Starting at the line that contains "the watch face.", output each line through the end of the data exactly, and nothing more.

(Stored dataset items)
☆ ☆ ☆

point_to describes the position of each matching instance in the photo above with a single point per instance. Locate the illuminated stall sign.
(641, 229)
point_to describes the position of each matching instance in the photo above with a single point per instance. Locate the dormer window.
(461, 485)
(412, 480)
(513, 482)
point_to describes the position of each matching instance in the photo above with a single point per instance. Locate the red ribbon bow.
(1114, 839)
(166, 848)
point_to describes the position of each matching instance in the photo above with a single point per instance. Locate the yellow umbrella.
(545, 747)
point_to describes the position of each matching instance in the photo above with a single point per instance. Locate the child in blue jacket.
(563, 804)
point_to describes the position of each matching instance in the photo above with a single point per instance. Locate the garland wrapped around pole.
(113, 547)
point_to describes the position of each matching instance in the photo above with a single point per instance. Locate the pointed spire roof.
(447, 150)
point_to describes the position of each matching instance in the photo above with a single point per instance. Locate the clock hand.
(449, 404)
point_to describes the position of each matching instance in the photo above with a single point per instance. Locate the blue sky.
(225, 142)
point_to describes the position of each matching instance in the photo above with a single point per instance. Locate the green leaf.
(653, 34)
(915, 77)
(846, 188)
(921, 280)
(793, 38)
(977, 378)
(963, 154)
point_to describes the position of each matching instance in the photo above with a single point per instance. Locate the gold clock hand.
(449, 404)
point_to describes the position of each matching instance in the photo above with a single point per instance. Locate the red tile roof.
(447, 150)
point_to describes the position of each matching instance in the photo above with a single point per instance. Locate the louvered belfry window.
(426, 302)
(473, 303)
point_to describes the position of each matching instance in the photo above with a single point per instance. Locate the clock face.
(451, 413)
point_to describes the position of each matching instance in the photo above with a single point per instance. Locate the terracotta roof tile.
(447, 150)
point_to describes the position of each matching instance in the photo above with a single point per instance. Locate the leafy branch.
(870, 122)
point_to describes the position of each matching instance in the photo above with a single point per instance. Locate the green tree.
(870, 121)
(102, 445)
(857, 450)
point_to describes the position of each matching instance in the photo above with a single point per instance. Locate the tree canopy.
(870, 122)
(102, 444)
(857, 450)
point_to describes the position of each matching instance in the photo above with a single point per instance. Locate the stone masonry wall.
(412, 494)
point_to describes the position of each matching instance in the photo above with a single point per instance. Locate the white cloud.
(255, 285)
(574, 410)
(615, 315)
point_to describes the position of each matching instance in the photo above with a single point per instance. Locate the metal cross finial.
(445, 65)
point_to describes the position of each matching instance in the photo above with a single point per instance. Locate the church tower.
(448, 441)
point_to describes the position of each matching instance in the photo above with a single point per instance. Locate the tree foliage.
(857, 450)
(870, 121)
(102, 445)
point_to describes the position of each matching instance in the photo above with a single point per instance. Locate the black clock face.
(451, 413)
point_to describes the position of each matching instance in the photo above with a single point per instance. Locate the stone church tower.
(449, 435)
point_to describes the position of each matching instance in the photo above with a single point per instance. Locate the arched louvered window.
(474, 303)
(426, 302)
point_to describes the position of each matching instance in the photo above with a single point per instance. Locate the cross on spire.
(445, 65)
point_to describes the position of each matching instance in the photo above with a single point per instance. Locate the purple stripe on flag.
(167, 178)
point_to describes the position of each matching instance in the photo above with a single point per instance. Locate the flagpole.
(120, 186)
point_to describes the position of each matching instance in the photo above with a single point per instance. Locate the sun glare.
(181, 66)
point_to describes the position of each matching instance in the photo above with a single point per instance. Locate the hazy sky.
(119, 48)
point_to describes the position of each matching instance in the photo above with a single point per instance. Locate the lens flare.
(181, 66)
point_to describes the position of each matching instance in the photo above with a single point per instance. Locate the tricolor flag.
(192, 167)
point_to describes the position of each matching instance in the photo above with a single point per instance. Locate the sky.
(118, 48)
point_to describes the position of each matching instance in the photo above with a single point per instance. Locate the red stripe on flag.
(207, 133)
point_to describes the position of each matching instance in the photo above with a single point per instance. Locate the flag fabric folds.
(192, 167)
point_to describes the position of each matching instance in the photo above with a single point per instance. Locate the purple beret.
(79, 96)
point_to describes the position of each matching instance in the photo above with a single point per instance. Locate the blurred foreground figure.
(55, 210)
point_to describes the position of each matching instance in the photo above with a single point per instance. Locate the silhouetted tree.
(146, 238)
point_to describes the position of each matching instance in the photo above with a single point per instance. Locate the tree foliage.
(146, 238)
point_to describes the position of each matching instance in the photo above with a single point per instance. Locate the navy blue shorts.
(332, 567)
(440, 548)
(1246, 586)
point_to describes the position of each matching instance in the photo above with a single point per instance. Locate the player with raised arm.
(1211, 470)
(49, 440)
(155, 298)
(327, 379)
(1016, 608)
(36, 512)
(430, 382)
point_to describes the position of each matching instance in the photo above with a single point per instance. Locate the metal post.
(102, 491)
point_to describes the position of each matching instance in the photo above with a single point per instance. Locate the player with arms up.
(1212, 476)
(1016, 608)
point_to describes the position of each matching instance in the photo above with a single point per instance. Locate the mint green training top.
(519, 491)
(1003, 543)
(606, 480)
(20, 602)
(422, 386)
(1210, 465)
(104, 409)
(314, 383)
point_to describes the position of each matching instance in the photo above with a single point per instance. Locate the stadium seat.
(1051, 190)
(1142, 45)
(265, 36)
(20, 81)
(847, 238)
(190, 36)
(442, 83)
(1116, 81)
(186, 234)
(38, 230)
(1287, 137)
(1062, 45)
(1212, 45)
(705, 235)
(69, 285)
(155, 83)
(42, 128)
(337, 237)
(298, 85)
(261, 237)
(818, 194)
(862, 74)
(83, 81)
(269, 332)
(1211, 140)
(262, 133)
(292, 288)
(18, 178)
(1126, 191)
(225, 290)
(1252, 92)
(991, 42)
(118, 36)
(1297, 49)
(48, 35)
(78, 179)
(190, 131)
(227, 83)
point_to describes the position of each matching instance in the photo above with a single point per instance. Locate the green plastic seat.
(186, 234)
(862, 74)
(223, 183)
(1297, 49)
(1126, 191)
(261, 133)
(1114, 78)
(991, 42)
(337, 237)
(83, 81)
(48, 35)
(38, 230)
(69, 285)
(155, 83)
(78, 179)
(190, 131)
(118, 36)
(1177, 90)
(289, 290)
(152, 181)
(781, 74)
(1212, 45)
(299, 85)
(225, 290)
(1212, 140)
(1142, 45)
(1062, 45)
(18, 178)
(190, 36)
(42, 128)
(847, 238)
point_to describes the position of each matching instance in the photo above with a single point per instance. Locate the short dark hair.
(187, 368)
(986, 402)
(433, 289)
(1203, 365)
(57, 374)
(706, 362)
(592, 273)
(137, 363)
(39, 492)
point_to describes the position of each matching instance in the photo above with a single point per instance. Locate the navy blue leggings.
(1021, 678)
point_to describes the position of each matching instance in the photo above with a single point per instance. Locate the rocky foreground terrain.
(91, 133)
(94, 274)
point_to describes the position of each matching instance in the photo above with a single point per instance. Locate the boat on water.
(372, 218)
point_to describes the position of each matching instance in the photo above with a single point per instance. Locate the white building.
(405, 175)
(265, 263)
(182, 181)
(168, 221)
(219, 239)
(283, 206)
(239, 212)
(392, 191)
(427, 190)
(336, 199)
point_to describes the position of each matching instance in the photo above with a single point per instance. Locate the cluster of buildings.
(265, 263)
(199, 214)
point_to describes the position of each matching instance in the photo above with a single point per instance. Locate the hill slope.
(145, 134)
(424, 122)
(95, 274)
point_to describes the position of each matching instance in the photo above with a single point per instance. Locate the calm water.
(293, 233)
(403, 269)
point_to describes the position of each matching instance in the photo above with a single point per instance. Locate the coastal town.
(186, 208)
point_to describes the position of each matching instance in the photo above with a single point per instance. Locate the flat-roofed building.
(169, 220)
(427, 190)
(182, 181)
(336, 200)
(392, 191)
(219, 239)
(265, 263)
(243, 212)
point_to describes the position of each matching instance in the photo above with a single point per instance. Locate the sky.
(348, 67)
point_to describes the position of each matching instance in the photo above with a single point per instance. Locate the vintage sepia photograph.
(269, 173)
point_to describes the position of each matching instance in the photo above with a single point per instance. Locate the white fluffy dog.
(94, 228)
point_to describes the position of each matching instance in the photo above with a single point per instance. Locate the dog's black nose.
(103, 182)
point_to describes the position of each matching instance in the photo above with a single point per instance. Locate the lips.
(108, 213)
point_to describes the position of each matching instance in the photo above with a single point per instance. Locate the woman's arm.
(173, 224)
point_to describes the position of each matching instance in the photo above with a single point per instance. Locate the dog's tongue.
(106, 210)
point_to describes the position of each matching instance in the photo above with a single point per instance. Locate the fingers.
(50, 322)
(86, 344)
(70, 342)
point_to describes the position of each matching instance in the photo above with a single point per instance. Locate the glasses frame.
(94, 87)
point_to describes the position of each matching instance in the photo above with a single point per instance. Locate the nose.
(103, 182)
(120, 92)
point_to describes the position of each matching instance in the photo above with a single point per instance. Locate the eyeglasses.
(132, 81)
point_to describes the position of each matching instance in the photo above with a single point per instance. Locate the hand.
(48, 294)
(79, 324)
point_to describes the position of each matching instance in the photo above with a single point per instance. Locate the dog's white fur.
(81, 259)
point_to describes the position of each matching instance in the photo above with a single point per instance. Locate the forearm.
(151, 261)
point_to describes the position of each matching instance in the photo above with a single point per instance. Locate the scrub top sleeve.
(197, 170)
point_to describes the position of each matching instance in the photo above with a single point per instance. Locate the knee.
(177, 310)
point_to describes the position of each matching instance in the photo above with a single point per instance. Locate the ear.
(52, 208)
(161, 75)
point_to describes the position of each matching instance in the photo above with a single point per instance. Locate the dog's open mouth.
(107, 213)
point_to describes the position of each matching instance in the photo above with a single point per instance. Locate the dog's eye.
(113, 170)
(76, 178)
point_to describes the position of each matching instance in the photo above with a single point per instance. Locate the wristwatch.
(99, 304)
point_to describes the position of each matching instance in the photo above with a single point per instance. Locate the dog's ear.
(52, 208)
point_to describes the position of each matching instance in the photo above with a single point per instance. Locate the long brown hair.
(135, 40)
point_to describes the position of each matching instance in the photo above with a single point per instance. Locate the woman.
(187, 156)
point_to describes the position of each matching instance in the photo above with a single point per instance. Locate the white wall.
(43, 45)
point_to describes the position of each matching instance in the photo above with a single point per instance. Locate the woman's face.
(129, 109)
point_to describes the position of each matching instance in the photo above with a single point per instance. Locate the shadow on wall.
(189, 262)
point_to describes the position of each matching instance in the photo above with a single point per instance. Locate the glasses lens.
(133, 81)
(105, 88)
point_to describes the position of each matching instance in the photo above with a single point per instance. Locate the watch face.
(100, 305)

☆ ☆ ☆

Written answer ▸
point_to describes the position of each matching instance in the photo above with a single point per instance. Locate the watch face.
(100, 305)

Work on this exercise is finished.